> Exercise objective:
Write the material out again exactly as it stands.

Bounding-box records:
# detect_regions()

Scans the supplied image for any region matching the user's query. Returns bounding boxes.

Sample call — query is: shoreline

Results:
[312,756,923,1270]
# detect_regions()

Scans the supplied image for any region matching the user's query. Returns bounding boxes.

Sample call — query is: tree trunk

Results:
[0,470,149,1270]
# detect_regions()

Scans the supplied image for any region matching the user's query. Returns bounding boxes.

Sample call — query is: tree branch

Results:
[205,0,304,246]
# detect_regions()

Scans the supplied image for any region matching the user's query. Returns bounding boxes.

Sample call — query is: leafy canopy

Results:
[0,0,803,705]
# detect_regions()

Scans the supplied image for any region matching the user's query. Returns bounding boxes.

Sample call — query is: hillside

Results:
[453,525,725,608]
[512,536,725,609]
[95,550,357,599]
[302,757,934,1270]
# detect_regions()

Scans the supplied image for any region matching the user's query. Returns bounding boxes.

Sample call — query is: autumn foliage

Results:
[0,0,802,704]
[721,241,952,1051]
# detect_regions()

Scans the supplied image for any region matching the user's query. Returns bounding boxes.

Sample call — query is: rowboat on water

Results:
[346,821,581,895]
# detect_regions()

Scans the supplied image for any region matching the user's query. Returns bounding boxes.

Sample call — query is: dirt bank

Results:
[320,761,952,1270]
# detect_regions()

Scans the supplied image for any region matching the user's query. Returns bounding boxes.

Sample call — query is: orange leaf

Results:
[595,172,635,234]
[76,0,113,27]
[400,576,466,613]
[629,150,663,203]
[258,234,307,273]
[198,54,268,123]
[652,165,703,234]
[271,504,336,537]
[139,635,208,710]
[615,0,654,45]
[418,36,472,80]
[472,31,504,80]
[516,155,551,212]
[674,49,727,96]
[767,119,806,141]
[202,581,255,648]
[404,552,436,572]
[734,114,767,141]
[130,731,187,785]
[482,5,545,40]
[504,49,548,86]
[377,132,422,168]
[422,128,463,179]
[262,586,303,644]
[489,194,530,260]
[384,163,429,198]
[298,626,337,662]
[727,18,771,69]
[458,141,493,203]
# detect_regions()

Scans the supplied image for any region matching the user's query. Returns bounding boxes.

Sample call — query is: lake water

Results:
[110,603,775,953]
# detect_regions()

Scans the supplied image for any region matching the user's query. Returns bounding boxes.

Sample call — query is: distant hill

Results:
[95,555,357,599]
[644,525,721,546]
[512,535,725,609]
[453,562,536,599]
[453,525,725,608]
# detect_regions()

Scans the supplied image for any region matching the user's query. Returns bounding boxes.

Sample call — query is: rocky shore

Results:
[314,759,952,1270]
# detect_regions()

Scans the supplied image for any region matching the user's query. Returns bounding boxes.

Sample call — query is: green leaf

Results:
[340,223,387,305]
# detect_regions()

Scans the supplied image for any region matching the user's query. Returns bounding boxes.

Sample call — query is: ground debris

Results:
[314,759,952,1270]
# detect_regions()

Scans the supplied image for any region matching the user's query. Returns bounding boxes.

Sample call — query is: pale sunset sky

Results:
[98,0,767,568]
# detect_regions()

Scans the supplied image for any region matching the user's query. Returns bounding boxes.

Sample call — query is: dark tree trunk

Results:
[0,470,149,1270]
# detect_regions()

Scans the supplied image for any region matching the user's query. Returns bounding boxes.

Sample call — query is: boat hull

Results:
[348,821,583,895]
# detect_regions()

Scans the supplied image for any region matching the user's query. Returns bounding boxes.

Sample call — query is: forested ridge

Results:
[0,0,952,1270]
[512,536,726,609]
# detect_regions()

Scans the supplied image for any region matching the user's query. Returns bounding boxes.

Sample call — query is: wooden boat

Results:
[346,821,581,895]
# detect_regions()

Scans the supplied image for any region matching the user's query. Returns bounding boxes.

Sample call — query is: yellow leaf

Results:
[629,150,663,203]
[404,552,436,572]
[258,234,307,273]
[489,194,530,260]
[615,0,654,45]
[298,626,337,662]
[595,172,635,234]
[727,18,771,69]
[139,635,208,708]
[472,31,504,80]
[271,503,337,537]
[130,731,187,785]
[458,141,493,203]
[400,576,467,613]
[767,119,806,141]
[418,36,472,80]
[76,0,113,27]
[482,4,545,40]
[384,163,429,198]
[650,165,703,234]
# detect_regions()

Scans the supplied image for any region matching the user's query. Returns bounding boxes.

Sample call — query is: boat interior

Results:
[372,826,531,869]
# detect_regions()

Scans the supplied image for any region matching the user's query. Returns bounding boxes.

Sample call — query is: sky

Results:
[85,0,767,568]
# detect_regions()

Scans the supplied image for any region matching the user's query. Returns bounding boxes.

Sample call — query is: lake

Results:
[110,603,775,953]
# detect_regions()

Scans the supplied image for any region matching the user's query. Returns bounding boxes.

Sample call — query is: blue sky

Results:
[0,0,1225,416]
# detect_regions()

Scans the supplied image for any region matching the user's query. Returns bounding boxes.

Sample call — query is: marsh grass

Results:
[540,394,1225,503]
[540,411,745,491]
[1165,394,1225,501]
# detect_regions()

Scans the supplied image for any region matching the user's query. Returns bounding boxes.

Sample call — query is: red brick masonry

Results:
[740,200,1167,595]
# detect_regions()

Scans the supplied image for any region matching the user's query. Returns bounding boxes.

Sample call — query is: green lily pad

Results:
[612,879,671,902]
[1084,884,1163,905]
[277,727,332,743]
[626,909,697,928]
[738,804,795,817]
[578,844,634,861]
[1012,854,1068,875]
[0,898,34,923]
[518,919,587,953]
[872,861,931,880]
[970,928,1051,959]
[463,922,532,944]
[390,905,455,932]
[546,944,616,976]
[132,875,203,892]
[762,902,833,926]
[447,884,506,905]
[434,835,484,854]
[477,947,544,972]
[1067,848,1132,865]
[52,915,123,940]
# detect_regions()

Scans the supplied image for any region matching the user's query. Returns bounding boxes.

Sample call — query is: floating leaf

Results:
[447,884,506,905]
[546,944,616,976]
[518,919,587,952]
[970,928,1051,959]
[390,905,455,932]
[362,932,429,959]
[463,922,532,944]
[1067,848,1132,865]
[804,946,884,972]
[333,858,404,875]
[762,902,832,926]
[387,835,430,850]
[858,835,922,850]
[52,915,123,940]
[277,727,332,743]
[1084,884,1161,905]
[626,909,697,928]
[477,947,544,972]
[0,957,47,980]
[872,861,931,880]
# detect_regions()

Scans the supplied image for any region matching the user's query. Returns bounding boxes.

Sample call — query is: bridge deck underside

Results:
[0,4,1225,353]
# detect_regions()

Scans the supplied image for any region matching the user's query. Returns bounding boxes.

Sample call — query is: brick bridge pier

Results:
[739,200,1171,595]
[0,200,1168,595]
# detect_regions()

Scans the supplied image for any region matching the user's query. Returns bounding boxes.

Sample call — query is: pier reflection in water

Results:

> Response to this exercise:
# detect_regions()

Scans the supplied image for any region matching the user's query. Returns bounding boxes.

Sample call — query is: shoreline

Results:
[312,756,923,1270]
# detect_regions()

Scans the supplied image for any region matching the user's query. Returns bounding boxes.

Sample call — query is: tree trunk

Results:
[0,470,149,1270]
# detect_regions()

Scans the supplied image for any region matching the user's query. Returns bounding boxes.

Sample call — query is: tree branch

Results:
[205,0,304,246]
# detect_regions()

Scans the supplied image for any region matching the user's query. Returns bounding boxes.

Sample call — query is: leafy canopy

Results:
[0,0,803,705]
# detect_regions()

Scans the supplied image for any region matching the user's query. Returns bounding boxes.

Sample call — query is: hillside

Results:
[453,525,725,608]
[512,536,725,609]
[95,550,357,599]
[302,757,934,1270]
# detect_regions()

Scans the supplied image for any region matching the user's query. Returns bounding boxes.

Sample call — query is: autumn foliage

Results:
[0,0,802,704]
[721,241,952,1051]
# detect_regions()

Scans the supplied image for any region matching the user's query. Returns bounding boxes.

Sample call — query is: rowboat on water

Results:
[346,821,581,895]
# detect_regions()

Scans the supplied image for any region matching the user's query. Returns bounding boxes.

Sample call — query is: dirt bank

Results:
[320,761,952,1270]
# detect_regions()

Scans the supplied image for any region matching the user's query. Returns bounding boxes.

Sample call — query is: orange leaf

Results:
[595,172,635,234]
[76,0,113,27]
[400,576,466,613]
[629,150,663,203]
[258,234,307,273]
[198,54,268,123]
[652,165,703,234]
[271,504,336,537]
[139,635,208,710]
[615,0,654,45]
[418,36,472,80]
[472,31,504,80]
[516,155,551,212]
[674,49,727,96]
[767,119,806,141]
[202,581,255,648]
[404,552,436,572]
[734,114,767,141]
[130,731,187,785]
[482,5,545,40]
[504,49,548,86]
[377,132,422,168]
[422,128,463,179]
[262,586,303,644]
[489,194,530,260]
[384,163,429,198]
[298,626,337,662]
[727,18,771,69]
[458,141,493,203]
# detect_regions()

Scans the supplied image for any region matching the user's query. Returns bounding boxes.

Sample call — query is: lake water

Results:
[110,603,775,953]
# detect_regions()

Scans the supplied image for any region matching the user's query. Returns bounding boxes.

Sample call — query is: distant hill

Results:
[95,555,357,599]
[644,525,721,546]
[512,535,725,609]
[453,562,536,599]
[453,525,725,608]
# detect_regions()

Scans the supplied image for any region matching the user's query. Returns bounding boxes.

Sample call — query is: rocky shore

Results:
[314,759,952,1270]
# detect_regions()

Scans the supplied image for any region matching the user's query. Returns bounding boxes.

Sample call — query is: green leaf

Results:
[340,223,387,305]
# detect_regions()

Scans the supplied image for any region matching the user's query. Returns bounding boxes.

Sample call — query is: ground debris

Results:
[314,759,952,1270]
# detect_regions()

Scans the supplied image for any region matching the user's query. Returns bounding boxes.

Sample call — query is: pale sunset sky

Results:
[98,0,767,568]
# detect_regions()

Scans the supplied image for any region matching the user's query. Returns bounding boxes.

Sample call — query is: dark tree trunk

Results:
[0,470,149,1270]
# detect_regions()

Scans the supplied image for any region matching the user's query. Returns bounding boxes.

Sample call — query is: boat hull

Results:
[348,821,583,895]
# detect_regions()

Scans the supplied image for any region matching the user's query. Returns bounding boxes.

Sample call — query is: forested ridge

Results:
[0,0,952,1270]
[512,536,726,609]
# detect_regions()

Scans the supplied image for any region matching the user's query. Returns bounding boxes.

Sample call — query is: wooden boat

Results:
[346,821,581,895]
# detect_regions()

Scans the supplied image for any region matching the user's query. Returns bounding boxes.

Sample call — query is: yellow leaf

Results:
[629,150,663,203]
[404,552,436,572]
[258,234,307,273]
[489,194,530,260]
[615,0,654,45]
[298,626,337,662]
[595,172,635,234]
[727,18,771,69]
[139,635,208,708]
[472,31,504,80]
[271,503,337,537]
[130,731,187,785]
[458,141,493,203]
[400,576,467,613]
[767,119,806,141]
[418,36,472,80]
[76,0,113,27]
[482,4,545,40]
[384,163,429,198]
[650,165,703,234]
# detect_regions()

Scans the supplied image for any region matching the user's query. Returns bounding boxes.

Sample call — query is: boat interior

Results:
[372,826,531,869]
# detect_regions()

Scans the supplied image for any region matching the user's query. Returns bounding boxes.

Sample call — query is: sky

Results:
[85,0,767,568]
# detect_regions()

Scans the supplied image for any region matching the user's query. Returns bounding boxes.

Sample call — query is: lake

Results:
[110,603,775,953]
# detect_regions()

Scans the supplied image for any region matching the user's query. Returns bounding boxes.

Sample call — query is: blue sky

Results:
[0,0,1225,416]
# detect_regions()

Scans the supplied image for any region matching the user's query. Returns bounding boxes.

Sample call — query is: marsh grass

Results:
[540,394,1225,503]
[540,411,745,491]
[1165,394,1225,501]
# detect_regions()

Scans the supplied image for any region matching the user's query. Returns bounding boxes.

Sample call — query is: red brick masonry

Results:
[740,200,1167,595]
# detect_regions()

Scans the supplied image for any region matching the user's query. Returns bounding boxes.

Sample call — query is: green lily pad

Results:
[612,879,671,902]
[1084,884,1163,905]
[277,727,332,743]
[626,909,697,928]
[738,804,795,817]
[578,844,634,861]
[1012,854,1068,875]
[0,898,34,923]
[518,919,587,953]
[872,861,931,880]
[970,928,1051,959]
[463,922,532,944]
[390,905,455,932]
[546,944,616,976]
[132,875,203,892]
[762,902,833,926]
[447,884,506,905]
[434,835,484,854]
[477,947,544,972]
[1067,848,1132,865]
[52,915,123,940]
# detect_regions()

Scans the supplied image for any region matching the user's query. Returns bounding boxes.

Sample call — query is: floating leaf

Results:
[447,884,506,905]
[546,944,616,976]
[518,919,587,952]
[970,928,1051,959]
[390,905,455,932]
[362,932,429,959]
[463,922,532,944]
[1067,848,1132,865]
[804,946,884,972]
[333,858,404,875]
[762,902,832,926]
[387,835,430,850]
[858,835,922,850]
[52,915,123,940]
[277,727,332,743]
[1084,884,1161,905]
[626,909,697,928]
[477,947,544,972]
[0,957,47,980]
[872,861,931,880]
# detect_regions()

Scans the supplied image for any region matching the user's query. Returns bounding boxes.

Sample call — query is: bridge deck underside

Results:
[0,4,1225,353]
# detect_regions()

Scans the supplied image for any region matching the user's query. Returns bounding boxes.

Sample call — query is: brick bridge pier

Results:
[739,200,1171,595]
[0,200,1168,595]
# detect_regions()

Scans the supplied image for any region matching the user's query. Returns bounding boxes.

Sample call — query is: pier reflection in water

Results:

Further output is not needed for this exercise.